*TASK GOAL*.
Your answer must be the line holding "Please drop a marker on every instance of the wet" followed by every later line through the end of the entries, exactly as written.

Dataset entries:
Start of Block

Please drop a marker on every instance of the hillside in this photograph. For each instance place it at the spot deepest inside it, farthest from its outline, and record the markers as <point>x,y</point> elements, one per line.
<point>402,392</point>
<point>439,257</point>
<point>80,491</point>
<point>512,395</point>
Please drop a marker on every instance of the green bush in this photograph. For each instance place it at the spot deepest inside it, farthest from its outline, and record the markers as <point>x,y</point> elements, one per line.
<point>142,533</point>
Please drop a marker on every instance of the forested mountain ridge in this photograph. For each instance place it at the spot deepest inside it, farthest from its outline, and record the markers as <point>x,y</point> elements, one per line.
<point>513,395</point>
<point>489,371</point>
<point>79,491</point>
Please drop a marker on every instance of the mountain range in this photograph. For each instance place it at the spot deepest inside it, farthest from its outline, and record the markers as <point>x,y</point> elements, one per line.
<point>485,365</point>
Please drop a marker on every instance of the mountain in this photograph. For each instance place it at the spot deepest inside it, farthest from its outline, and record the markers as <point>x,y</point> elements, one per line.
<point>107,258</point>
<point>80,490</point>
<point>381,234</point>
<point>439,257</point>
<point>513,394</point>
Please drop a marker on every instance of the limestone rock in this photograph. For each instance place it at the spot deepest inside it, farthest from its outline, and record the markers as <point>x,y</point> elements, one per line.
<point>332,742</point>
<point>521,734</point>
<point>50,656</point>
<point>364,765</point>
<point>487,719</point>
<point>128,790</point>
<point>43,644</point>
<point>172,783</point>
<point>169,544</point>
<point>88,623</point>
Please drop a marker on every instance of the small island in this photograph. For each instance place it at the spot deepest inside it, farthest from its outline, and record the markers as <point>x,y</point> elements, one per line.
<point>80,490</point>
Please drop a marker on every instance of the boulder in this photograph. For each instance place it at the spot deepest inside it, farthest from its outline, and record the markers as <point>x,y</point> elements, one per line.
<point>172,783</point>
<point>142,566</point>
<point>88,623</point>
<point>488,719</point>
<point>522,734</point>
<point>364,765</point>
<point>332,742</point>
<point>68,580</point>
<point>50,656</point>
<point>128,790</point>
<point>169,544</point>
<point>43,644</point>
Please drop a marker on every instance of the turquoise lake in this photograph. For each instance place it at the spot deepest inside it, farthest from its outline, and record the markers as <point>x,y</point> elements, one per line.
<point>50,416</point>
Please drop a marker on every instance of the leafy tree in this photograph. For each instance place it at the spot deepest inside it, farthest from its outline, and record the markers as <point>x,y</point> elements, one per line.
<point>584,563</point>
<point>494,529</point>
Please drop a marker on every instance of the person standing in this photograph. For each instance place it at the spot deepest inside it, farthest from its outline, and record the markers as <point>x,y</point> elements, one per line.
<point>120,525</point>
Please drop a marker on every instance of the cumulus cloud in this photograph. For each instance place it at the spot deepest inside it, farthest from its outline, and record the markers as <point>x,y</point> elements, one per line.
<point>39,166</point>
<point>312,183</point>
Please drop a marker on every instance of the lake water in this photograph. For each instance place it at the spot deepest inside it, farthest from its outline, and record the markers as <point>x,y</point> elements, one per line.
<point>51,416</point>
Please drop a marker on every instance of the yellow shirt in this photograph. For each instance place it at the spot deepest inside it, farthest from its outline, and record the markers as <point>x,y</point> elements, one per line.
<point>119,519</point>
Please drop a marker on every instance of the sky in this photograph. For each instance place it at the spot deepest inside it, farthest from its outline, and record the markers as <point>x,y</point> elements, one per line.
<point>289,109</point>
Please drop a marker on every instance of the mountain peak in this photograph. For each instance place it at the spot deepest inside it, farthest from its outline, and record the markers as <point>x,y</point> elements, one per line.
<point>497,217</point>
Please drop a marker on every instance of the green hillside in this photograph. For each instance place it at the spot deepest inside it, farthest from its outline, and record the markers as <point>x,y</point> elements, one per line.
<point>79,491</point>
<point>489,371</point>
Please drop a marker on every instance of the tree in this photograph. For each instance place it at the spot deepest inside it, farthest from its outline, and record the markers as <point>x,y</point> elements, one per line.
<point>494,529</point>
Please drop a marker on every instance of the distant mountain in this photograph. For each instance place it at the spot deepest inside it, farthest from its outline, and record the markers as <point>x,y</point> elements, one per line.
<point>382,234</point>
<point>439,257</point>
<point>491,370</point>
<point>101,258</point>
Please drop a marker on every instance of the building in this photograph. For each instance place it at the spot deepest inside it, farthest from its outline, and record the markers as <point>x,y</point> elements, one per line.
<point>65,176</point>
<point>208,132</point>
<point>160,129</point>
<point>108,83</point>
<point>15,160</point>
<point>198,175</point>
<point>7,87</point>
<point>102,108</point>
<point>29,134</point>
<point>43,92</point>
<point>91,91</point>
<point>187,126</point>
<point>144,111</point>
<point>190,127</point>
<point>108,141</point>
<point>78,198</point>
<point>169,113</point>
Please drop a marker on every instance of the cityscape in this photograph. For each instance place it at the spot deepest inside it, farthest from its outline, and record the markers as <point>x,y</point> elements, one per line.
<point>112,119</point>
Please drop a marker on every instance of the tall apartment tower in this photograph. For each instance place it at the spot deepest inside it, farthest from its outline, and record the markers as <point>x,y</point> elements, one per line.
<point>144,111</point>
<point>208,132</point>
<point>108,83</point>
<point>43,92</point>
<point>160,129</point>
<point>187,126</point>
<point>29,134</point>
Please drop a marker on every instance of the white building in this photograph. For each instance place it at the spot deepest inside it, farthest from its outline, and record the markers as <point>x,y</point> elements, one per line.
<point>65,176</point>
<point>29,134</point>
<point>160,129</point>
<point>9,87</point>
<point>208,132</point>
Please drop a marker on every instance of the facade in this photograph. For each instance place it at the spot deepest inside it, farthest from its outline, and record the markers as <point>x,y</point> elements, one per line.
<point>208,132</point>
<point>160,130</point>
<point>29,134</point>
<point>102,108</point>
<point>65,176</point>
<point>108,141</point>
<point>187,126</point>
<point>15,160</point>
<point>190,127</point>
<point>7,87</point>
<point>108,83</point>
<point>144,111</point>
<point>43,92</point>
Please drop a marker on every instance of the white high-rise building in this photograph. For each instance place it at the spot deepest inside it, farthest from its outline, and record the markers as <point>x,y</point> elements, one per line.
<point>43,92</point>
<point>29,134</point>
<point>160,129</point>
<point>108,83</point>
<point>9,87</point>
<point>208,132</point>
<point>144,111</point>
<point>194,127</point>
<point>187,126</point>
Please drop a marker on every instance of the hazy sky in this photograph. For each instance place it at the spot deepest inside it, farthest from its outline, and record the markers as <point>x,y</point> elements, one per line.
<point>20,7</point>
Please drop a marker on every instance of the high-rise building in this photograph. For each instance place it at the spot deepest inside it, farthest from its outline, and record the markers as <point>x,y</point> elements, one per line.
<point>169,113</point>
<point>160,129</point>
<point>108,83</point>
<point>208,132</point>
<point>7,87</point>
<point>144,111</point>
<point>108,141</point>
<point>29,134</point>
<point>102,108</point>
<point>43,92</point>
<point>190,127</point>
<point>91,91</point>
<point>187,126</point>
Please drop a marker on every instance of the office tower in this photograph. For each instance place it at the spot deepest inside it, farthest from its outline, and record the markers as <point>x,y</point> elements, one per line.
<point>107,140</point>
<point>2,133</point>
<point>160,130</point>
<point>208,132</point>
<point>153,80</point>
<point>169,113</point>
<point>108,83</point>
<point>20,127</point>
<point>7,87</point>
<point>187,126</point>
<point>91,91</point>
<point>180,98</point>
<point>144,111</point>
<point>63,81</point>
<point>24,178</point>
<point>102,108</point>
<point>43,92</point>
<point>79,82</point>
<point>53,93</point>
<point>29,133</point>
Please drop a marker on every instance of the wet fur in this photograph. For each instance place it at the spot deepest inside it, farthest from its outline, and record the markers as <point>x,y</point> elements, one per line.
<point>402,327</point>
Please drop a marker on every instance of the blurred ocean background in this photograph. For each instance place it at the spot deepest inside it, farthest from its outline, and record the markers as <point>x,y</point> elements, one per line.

End of Block

*ANSWER TO THIS PROBLEM*.
Please drop a marker on every instance of the wet fur in this photograph. For each instance place it at the spot deepest inside it, farthest from its outline, and record the markers as <point>x,y</point> elements, one per line.
<point>402,327</point>
Please drop a marker on every instance of the blurred ocean background in this photograph. For each instance place it at the spot deepest inside it, farthest from its outline, and record the markers as <point>x,y</point> elements, one per line.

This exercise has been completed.